_Description of the task_
Reproduce the portion of the fellowship announcement between "The awards recognize" and "professional development opportunities.", inclusive.

Published: April 6, 2020

National Science Foundation logoThe National Science Foundation has awarded six prestigious Graduate Research Fellowships to University of Colorado Boulder aerospace students, paving the way for them to continue their innovative and impactful research on campus.

The awards recognize outstanding graduate students from across the country in science, technology, engineering and mathematics (STEM) fields.

The six aerospace winners are among 26 students from majors across campus receiving the awards, as well as 31 additional students who earned Honorable Mentions. Each recipient will receive a $34,000 annual stipend for the next three years as well as professional development opportunities.

2020 CU Boulder Honorees

Kristen Bruchko

Advisor: Natasha Bosanac
Lab: Bosanac Research Group

Throughout my time at CU Boulder, I will be researching a new approach to constructing trajectories in multi-body systems using roadmap generation and dynamical systems theory. Designing a feasible and efficient trajectory in a chaotic environment is a complex process that is time-consuming for a human, requires an adequate initial guess, and expert knowledge of the environment. I plan to incorporate roadmap generation techniques to solve the path planning problem to autonomously choose the trajectory path and dynamical systems theory to summarize the total solution space. By combining these approaches, I will develop a more efficient method that requires less human interaction and will address common challenges in mission planning. By the end of my graduate studies, my goal is to develop a new approach that will support mission planning in cislunar and deep space via autonomous trajectory design. Ultimately, I want to help expand the capabilities of space exploration by enabling advanced missions to complex destinations.

Adam Herrmann

Advisor: Hanspeter Schaub
Lab: Autonomous Vehicle Systems (AVS) Laboratory

My PhD research focuses on solving the spacecraft operations scheduling problem using both classical optimization techniques and reinforcement learning to enable spacecraft autonomy in the Earth-observing and small-body domains. I am particularly interested in bridging the gap between these two fields, exploring the trades between the two in solving complex spacecraft planning problems. Furthermore, I am interested in how these computationally intensive planning algorithms can be implemented onboard spacecraft. How do you balance computational complexity with plan robustness in uncertain environments? Can you fly a high-fidelity dynamics simulator onboard to help solve these problems? In addition to optimal spacecraft planning, I am also interested in studying how supervised learning techniques can be applied onboard spacecraft to better predict resource usage during spacecraft plan execution, reducing constraint violations and replanning efforts.

Photo-based referring expression data:
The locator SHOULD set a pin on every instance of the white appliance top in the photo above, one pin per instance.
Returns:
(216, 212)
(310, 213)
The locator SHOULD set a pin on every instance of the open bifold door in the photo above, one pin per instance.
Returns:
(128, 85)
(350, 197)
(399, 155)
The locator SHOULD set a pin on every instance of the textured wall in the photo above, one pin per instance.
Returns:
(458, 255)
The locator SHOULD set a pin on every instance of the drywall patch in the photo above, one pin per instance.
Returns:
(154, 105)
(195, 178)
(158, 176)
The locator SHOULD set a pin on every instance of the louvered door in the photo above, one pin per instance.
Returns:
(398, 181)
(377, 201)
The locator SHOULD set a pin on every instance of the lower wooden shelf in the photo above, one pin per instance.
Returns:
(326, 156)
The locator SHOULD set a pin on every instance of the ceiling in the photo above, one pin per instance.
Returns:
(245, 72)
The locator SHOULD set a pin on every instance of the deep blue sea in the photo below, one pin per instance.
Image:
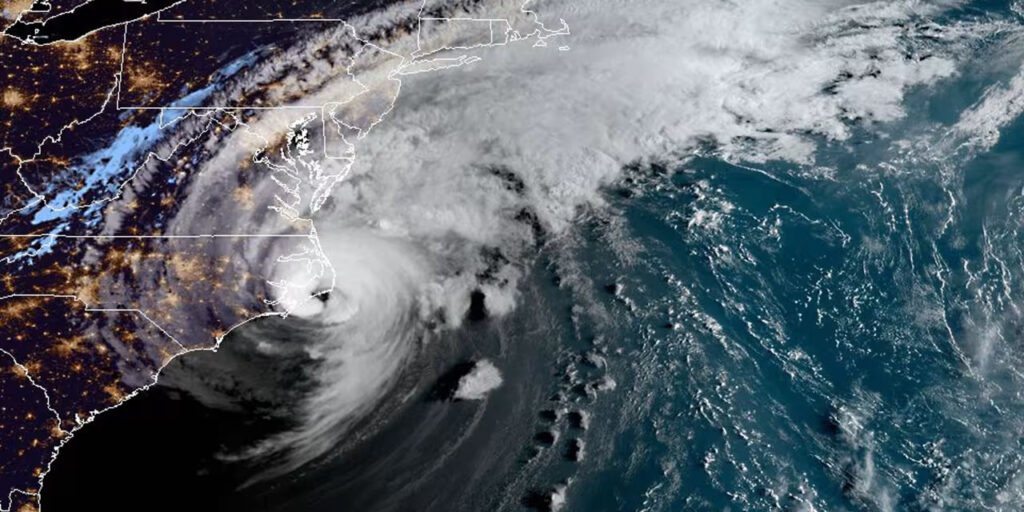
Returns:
(720, 335)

_Answer for the task_
The awards recognize outstanding graduate students from across the country in science, technology, engineering and mathematics (STEM) fields.

The six aerospace winners are among 26 students from majors across campus receiving the awards, as well as 31 additional students who earned Honorable Mentions. Each recipient will receive a $34,000 annual stipend for the next three years as well as professional development opportunities.